* [Input records]
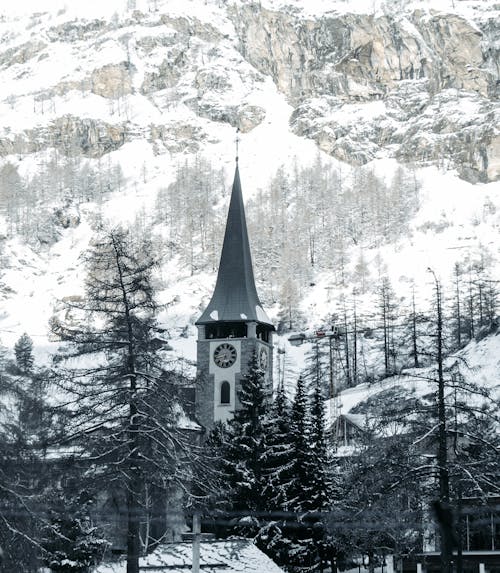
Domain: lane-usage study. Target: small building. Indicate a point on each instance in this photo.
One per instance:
(228, 556)
(233, 327)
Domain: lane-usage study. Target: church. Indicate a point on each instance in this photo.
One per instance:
(233, 326)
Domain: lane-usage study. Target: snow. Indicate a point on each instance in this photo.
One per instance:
(235, 556)
(38, 280)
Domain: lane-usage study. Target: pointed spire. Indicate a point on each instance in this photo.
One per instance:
(235, 297)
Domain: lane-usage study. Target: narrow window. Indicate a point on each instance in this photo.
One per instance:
(225, 393)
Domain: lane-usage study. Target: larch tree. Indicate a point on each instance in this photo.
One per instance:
(122, 415)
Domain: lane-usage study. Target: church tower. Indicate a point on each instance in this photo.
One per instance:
(233, 326)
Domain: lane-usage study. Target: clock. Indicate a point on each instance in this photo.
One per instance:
(225, 355)
(263, 358)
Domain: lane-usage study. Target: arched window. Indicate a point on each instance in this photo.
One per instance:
(225, 393)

* [What you will do]
Please count the lines above containing "window"; number only.

* [Finished exercise]
2